* SOURCE MATERIAL:
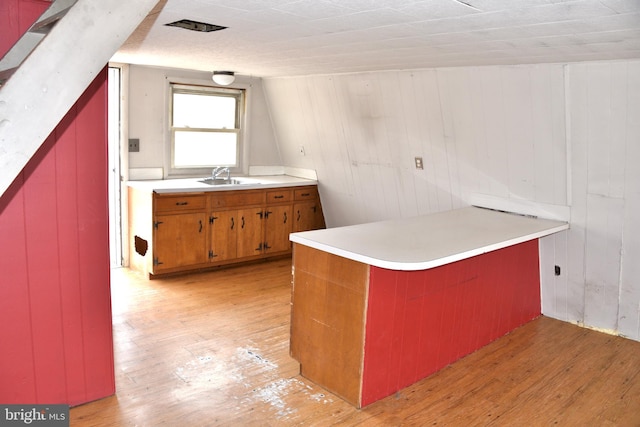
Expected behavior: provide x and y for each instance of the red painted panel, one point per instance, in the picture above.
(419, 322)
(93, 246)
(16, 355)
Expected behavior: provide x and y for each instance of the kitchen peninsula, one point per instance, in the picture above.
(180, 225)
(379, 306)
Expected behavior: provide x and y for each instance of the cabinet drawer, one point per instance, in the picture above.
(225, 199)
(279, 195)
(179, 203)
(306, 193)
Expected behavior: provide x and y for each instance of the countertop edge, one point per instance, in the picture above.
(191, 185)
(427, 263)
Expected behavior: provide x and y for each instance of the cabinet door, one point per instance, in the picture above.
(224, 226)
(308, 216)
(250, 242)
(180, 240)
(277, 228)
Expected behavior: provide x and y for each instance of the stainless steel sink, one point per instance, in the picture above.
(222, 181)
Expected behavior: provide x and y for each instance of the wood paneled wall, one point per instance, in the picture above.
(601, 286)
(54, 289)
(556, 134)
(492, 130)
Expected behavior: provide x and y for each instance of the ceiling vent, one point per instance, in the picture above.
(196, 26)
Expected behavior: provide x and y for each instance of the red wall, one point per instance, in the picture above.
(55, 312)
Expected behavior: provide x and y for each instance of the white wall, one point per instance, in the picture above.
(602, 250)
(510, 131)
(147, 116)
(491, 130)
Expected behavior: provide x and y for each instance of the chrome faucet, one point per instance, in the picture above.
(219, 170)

* ABOUT THIS EXERCISE: In the answer, include exactly the lines from the line containing "of the chrome" through the end of the data, and nothing else.

* ANSWER TO THE PROBLEM:
Expected behavior: provide x and y for each instance of the chrome faucet, one point per instance, in the picture above.
(219, 170)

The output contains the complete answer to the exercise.